## 提供された抜粋
チョコレートは繊細な食べ物であり、かつ、取り扱う場合の表示においても留意点があります。
株式会社明治チョコレート検定委員会監修「チョコレート検定 公式テキスト 2024年版」(Gakken)を参考にして。
ブルーム現象
「ブルーム現象(ブルーミング)」とは、湿度や温度の変化によりチョコレートの表面に白い粉のようなものをふいたり斑点状のものができ、風味が損なわれたり口どけが悪くなる現象です。
これには、ココアバターと砂糖が関係しているといわれています。
ファットブルーム(ココアバターが原因)
ココアバターは25℃ほどで溶け始め、そのまま冷やされると結晶が粗大化し、表面が白く見えるようになります。
以下が原因で起こりやすいとされます。
- 保存する環境の温度が適切ではない
- テンパリングが不十分
- 長期保存や素材との組合せがよくない
シュガーブルーム(砂糖が原因)
暖かい場所に移すとチョコレートの表面が結露し、中に含まれている砂糖が水分へと溶け出してその水分が蒸発すると、砂糖がチョコレートの表面で結晶化するようになります。
購入時、開封後、保存上の注意点
- 直射日光が当たる場所に置かない
- 高温になる場所に置かない
- 温度管理がされていない場所に置かない
- チョコレートは、周囲のにおいや湿気を吸収しやすいため開封したら早めに食べる
- 水分を含むチョコレート(生チョコレート、ボンボンショコラなど)は、賞味期限が短いため早めに食べる
- 推奨保存温度を確認する(板チョコの場合、15~18℃が理想)
- 一度柔かくなってしまったチョコレートは急激に冷やさない
- ラップやアルミで包んだ上で、インクなどのにおいのしない包み紙やクッキングペーパーで包み、ジッパー付きポリ袋に入れて保存することで、においの吸着や乾燥や結露を防ぐ
表示規約・表示上の注意点
チョコレートの規格基準については、「チョコレート類の表示に関する公正競争規約」が制定されており、様々なポイントが定められています。
「チョコレート生地」とは
チョコレート生地とは、製造前のドロドロに溶けているチョコレートや、原料として固まっている状態のことをいいます。
準チョコレート生地とは、チョコレート生地よりもカカオ分の比率が低く設定されており、チョコレート生地に比べてカカオの風味が乏しくなることになります。
規約では、カカオ・ココアバター・脂肪分・乳固形分・水分によって、以下のように分類されています。
区分① | 区分② | カカオ分 | (うちココアバター) | 脂肪分 | 乳固形分 | (うち乳脂肪) | 水分 |
---|---|---|---|---|---|---|---|
チョコレート生地 | 基本 | 35%以上 | (18%以上) | - | 任意 | 任意 | 3%以下 |
乳製品タイプ | 21%以上 | (18%以上) | - | 35%以上 (カカオと合わせて) | (3%以上) | 3%以下 | |
ミルクチョコレート生地 | 21%以上 | (18%以上) | - | 14%以上 | (3%以上) | 3%以下 | |
準チョコレート生地 | 基本 | 15%以上 | (3%以上) | 18%以上 | 任意 | 任意 | 3%以下 |
準ミルクチョコレート生地 | 7%以上 | (3%以上) | 18%以上 | 12.5%以上 | (2%以上) | 3%以下 |
「チョコレート類」とは
規約では、「チョコレート類」を以下のように分類しています。

## 保存データ
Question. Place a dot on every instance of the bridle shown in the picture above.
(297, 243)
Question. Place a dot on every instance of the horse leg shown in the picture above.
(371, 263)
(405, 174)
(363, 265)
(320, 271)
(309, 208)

## 短い課題 1
チョコレートの取り扱いに関する抜粋について、次の(a)〜(c)が内容と一致するかを判断してください。それぞれ「はい」か「いいえ」で答え、決め手となる本文の語句をそのまま引用してください。(a) 板チョコの理想的な保存温度は15~18℃である。(b) シュガーブルームはココアバターが原因で起こる。(c) 一度柔らかくなったチョコレートは急いで冷やすとよい。
## 短い課題 2
チョコレートの表示規約を扱った抜粋を、最後の文の後から書き継いでください。

## 解答 1
(a) はい。「板チョコの場合、15~18℃が理想」
(b) いいえ。「シュガーブルーム(砂糖が原因)」
(c) いいえ。「一度柔かくなってしまったチョコレートは急激に冷やさない」

## 解答 2
- チョコレート
→生地単独or生地比率60%以上の加工品 - 準チョコレート
→生地単独or生地比率60%以上の加工品 - チョコレート菓子
→チョコレート生地60%未満 - 準チョコレート菓子
→準チョコレート生地60%未満 - カカオマス
→カカオ豆をローストしてすりつぶしたもの - ココアバター
→カカオ豆中の油脂。通常約55%含まれている。 - ココアケーキ
→カカオマスからココアバターを一定量取り除いて固形ブロック状にしたもの - ココアパウダー
→ココアケーキを粉砕して粉末状にしたもので水分7%以下のもの - 調整ココアパウダー
→ココアパウダーに糖類、乳製品、麦芽、ナッツなどを加えたもの
「チョコレート加工品」とは
「チョコレート加工品」とは、チョコレート生地(準チョコレート生地)+ビスケット・ナッツなどのことをいいます。
チョコレート生地(準チョコレート生地)が全重量の60%以上の場合、「チョコレート」「準チョコレート」という扱いとなるとされます。
チョコレート生地(準チョコレート生地)が全重量の60%未満の場合、「チョコレート菓子」となるものとそうでないものとがあるとされます。
具体的には、「チョコレート加工品」としては以下のようなものが挙げられています。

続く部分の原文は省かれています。